| Work required |
Restate every line of the data word for word, except for the images.

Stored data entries

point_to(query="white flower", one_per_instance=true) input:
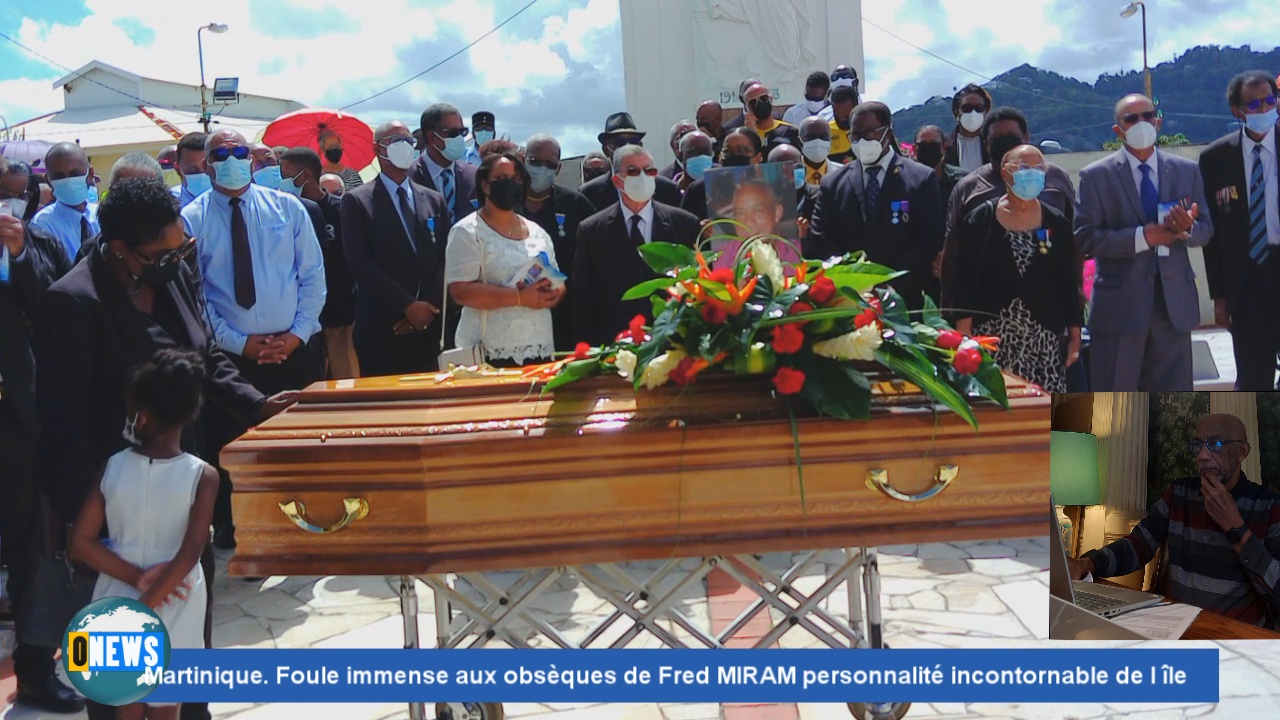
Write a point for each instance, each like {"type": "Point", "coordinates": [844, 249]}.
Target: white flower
{"type": "Point", "coordinates": [626, 363]}
{"type": "Point", "coordinates": [858, 345]}
{"type": "Point", "coordinates": [766, 261]}
{"type": "Point", "coordinates": [659, 368]}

| Completed exercise |
point_to(query="white flower", one_per_instance=true) input:
Write a point for each instance, each like {"type": "Point", "coordinates": [844, 249]}.
Target: white flower
{"type": "Point", "coordinates": [626, 363]}
{"type": "Point", "coordinates": [858, 345]}
{"type": "Point", "coordinates": [766, 261]}
{"type": "Point", "coordinates": [659, 368]}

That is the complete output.